Humorista que também teve diagnóstico tardio define autista como “único sóbrio em quarto de bêbados”
É o caso, por exemplo, da socióloga australiana Judy Singer. Ela sempre se sentiu incomodada com o comportamento da mãe e, em 1998, escreveu um artigo pioneiro intitulado “Por que você não pode ser normal uma vez na vida?” em que propõe o conceito de neurodiversidade justamente como forma de acolher essa diferença. Singer conta que, após o nascimento de sua filha e a percepção de que a criança não se desenvolvia como as outras, começou a pesquisar e descobriu o que era autismo. A descoberta permitiu à pesquisadora compreender melhor não só as características da filha, como também as da mãe e, o mais surpreendente, a si mesma. Pouco depois, a própria pesquisadora foi oficialmente diagnosticada com autismo leve.

______________________________

▶ REQUISITOS DA TAREFA: De acordo com o texto base, por que Judy Singer começou a pesquisar e acabou descobrindo o que era autismo? Responda em uma a três frases. Os registros não têm nenhuma relação com esta atividade.

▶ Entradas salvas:

______________________________

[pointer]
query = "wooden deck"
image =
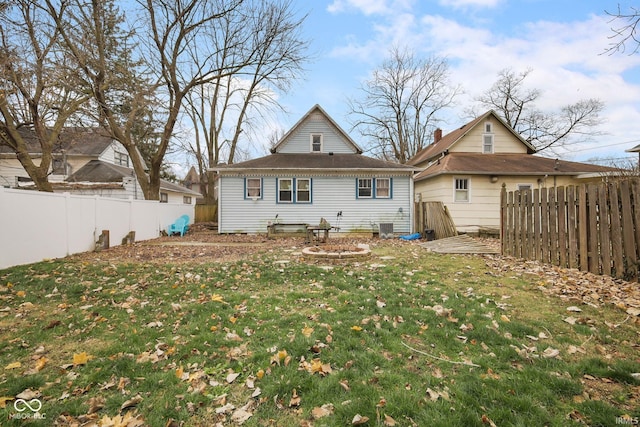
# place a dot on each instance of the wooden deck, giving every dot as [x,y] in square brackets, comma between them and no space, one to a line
[462,244]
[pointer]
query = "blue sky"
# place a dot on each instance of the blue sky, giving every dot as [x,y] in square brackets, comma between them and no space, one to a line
[561,41]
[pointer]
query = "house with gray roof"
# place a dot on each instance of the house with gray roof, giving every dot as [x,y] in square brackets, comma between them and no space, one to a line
[466,169]
[88,162]
[315,171]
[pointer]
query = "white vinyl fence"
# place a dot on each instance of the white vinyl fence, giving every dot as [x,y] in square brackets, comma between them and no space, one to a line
[36,225]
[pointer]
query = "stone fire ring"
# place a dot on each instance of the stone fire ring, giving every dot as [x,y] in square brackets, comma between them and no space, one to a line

______________________________

▶ SEÇÃO DE RESPOSTA: Judy Singer começou a pesquisar depois do nascimento da filha, ao perceber que a criança não se desenvolvia como as outras. Foi com essa pesquisa que ela descobriu o que era autismo.